*Problem details*.
Please recast the records below as a Markdown table with the columns "Row" and "Record line," putting each nonblank line in its own numbered row and omitting blank lines.

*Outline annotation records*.

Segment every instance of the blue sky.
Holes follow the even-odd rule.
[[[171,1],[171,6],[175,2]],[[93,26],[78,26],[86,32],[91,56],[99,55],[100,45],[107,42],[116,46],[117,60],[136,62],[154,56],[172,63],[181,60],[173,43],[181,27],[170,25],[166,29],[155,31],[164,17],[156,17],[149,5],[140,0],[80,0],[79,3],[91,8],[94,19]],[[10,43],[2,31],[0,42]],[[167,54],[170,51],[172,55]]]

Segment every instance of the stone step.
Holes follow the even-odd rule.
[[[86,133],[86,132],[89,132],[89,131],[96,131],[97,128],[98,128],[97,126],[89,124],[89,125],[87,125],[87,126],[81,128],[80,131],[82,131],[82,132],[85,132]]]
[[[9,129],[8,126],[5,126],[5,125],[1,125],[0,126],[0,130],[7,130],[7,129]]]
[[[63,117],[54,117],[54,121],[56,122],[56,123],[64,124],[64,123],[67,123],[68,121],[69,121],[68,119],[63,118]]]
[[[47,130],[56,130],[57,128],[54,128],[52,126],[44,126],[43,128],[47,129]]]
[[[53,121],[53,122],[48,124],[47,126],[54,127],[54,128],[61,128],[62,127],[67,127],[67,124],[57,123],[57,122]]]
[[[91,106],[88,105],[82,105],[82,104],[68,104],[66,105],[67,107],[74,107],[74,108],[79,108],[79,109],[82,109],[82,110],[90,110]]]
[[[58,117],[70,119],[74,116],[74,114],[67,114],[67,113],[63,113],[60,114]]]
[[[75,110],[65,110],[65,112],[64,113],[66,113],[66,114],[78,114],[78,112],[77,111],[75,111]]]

*Exercise output*.
| Row | Record line |
|---|---|
| 1 | Segment every instance of the blue sky. |
| 2 | Holes follow the even-odd rule. |
| 3 | [[[171,1],[171,6],[175,2]],[[93,26],[78,26],[86,32],[91,56],[99,55],[100,45],[107,42],[116,46],[117,60],[136,62],[154,56],[172,63],[181,60],[173,43],[181,27],[170,25],[166,29],[155,31],[164,17],[156,17],[149,5],[140,0],[80,0],[79,3],[91,8],[94,19]],[[10,43],[2,31],[0,42]],[[167,54],[170,51],[172,55]]] |
| 4 | Segment every instance of the stone step. |
| 5 | Holes follow the even-odd rule. |
| 6 | [[[86,133],[86,132],[89,132],[89,131],[96,131],[97,128],[98,128],[97,126],[89,124],[89,125],[87,125],[87,126],[81,128],[80,131],[82,131],[82,132],[85,132]]] |
| 7 | [[[9,129],[8,126],[5,126],[5,125],[1,125],[0,126],[0,130],[7,130],[7,129]]] |
| 8 | [[[63,117],[54,117],[54,121],[56,122],[56,123],[64,124],[64,123],[67,123],[68,121],[69,121],[68,119],[63,118]]] |
| 9 | [[[47,130],[56,130],[57,128],[54,128],[52,126],[44,126],[43,128],[47,129]]] |
| 10 | [[[53,121],[53,122],[48,124],[47,126],[54,127],[54,128],[61,128],[62,127],[67,127],[67,124],[57,123],[57,122]]] |
| 11 | [[[91,106],[88,105],[82,105],[82,104],[68,104],[66,105],[67,107],[74,107],[74,108],[79,108],[79,109],[82,109],[82,110],[90,110]]] |
| 12 | [[[58,117],[70,119],[74,116],[74,114],[67,114],[67,113],[63,113],[60,114]]] |
| 13 | [[[75,110],[65,110],[65,112],[64,113],[66,113],[66,114],[78,114],[78,112],[77,111],[75,111]]] |